Ho letto Il signore degli anelli moltissime volte da quando l’ho scoperto alle scuole elementari; a vent’anni sono stato addirittura licenziato perché lo stavo leggendo invece di lavorare. Oggi tengo un corso su Tolkien almeno ogni due anni. La Marquette university, dove insegno, ha il privilegio di custodire gran parte degli scritti originali di Tolkien, comprese le bozze del Signore degli anelli e del suo predecessore, Lo Hobbit. Ho avuto la fortuna di poter utilizzare questo straordinario archivio direttamente in aula.

Fin dalla nascita negli anni settanta del piccolo ambito accademico degli studi sulla fantascienza, si è diffusa l’idea che la fantascienza sia di sinistra mentre il fantasy di destra

Attraverso queste riletture e il lavoro d’archivio, ho capito che Il signore degli anelli invita a un approccio dialettico, in cui bisogna cogliere i momenti di contraddizione interna per interpretare il libro in modo critico, controcorrente. Il lavoro del professor Robert T. Tally jr. – che, come me, è stato allievo di Fredric Jameson e continua ad apprezzare Tolkien – è esemplare in questo senso. Tally scava nel testo alla ricerca di una serie d’indizi che suggeriscono che il declino degli elfi non è poi così tragico, o che, in fondo, la ragione sta dalla parte degli orchi. Nei rari momenti in cui vediamo gli orchi senza filtri, esprimono anche loro il desiderio di mettere fine alla guerra, manifestando disprezzo per il signore oscuro Sauron che li comanda e per i suoi orrendi Nazgûl, gli spettri dell’anello. La pietà inattesa di Sam per un uomo che, almeno formalmente, è suo nemico, dà vita a uno dei passaggi più giustamente citati del libro: “Si chiese come si chiamasse quell’uomo e da dove venisse; e se fosse davvero malvagio nel cuore, o se fossero state delle menzogne o delle minacce a spingerlo in quella lunga marcia lontano da casa; e se, in fondo, non avrebbe preferito restare lì in pace”. Parte di ciò che ha mantenuto vivo l’interesse per Lo Hobbit e Il signore degli anelli negli ultimi ottantasette anni sono proprio queste asperità e questi pensieri non del tutto risolti.

···

- _Consegne degli esercizi_
- a) Riporta fedelmente il passo del testo su Tolkien che comincia con "Ho letto Il" e si conclude con "direttamente in aula.".
- b) Riprendi il testo su Tolkien subito dopo la sua ultima frase e proseguilo.

···

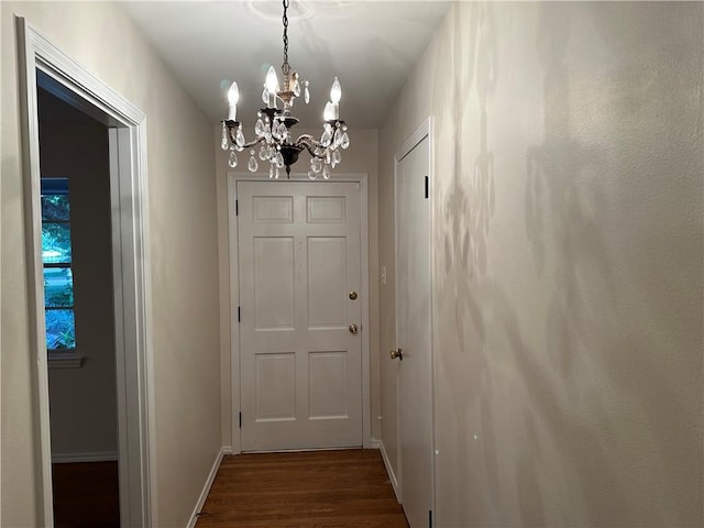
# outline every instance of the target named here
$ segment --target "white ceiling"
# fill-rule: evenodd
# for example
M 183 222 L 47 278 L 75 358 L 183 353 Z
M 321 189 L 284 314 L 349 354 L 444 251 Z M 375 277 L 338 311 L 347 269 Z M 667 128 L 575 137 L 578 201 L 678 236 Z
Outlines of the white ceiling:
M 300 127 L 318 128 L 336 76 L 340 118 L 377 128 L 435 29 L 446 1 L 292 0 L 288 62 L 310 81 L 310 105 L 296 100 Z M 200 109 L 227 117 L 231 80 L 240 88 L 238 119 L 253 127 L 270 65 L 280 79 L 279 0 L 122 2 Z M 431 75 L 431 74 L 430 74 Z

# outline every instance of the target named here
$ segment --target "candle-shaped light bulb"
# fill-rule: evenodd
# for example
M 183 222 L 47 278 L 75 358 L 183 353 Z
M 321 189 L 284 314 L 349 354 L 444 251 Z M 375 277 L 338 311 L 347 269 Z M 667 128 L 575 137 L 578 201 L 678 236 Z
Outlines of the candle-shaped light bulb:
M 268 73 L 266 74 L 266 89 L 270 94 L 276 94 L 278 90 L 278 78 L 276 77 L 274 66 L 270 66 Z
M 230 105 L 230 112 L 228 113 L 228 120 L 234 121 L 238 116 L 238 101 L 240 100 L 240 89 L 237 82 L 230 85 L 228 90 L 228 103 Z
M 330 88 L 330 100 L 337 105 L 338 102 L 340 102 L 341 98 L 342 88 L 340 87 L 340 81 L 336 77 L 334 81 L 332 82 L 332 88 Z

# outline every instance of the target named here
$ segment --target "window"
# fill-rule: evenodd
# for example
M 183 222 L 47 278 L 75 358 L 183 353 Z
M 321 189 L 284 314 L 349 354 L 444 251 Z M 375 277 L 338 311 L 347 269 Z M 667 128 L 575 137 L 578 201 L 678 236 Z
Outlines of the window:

···

- _Risposte agli esercizi_
- a)
Ho letto Il signore degli anelli moltissime volte da quando l’ho scoperto alle scuole elementari; a vent’anni sono stato addirittura licenziato perché lo stavo leggendo invece di lavorare. Oggi tengo un corso su Tolkien almeno ogni due anni. La Marquette university, dove insegno, ha il privilegio di custodire gran parte degli scritti originali di Tolkien, comprese le bozze del Signore degli anelli e del suo predecessore, Lo Hobbit. Ho avuto la fortuna di poter utilizzare questo straordinario archivio direttamente in aula.

- b)
Per me, però, la chiave sta nella cornice narrativa di entrambi i lavori. Lo Hobbit e Il signore degli anelli non si sono presentati come semplici romanzi, ma come documenti storici riscoperti da uno studioso anonimo e offerti al ventesimo secolo come una storia dimenticata di un passato remotissimo. La vicenda del Signore degli anelli proverrebbe da una copia di una copia di un antichissimo volume intitolato Il libro rosso dei confini occidentali, che sarebbe stato scritto dai protagonisti della saga dopo gli eventi narrati e poi annotato, corretto e ampliato da altri nel corso del tempo. Questa presunta origine si evince dal curioso e solenne prologo del libro e dalle oltre cento pagine di appendici pseudoaccademiche che lo accompagnano.

Anche se i film e i videogiochi tratti dai libri non tengono conto di questa cornice di riferimento, e molti lettori la ignorano completamente, è un aspetto centrale nel progetto che Tolkien aveva in mente. È una chiave di lettura che si fonda non su fatti certi e incontrovertibili, ma su una narrazione storica profondamente contestata, costruita su fonti frammentarie e su un lungo dibattito. In certi punti (per esempio nelle appendici) la prosa del Signore degli anelli smette di essere fiabesca e si trasforma in una riflessione su cosa ricordiamo, come lo ricordiamo e perché.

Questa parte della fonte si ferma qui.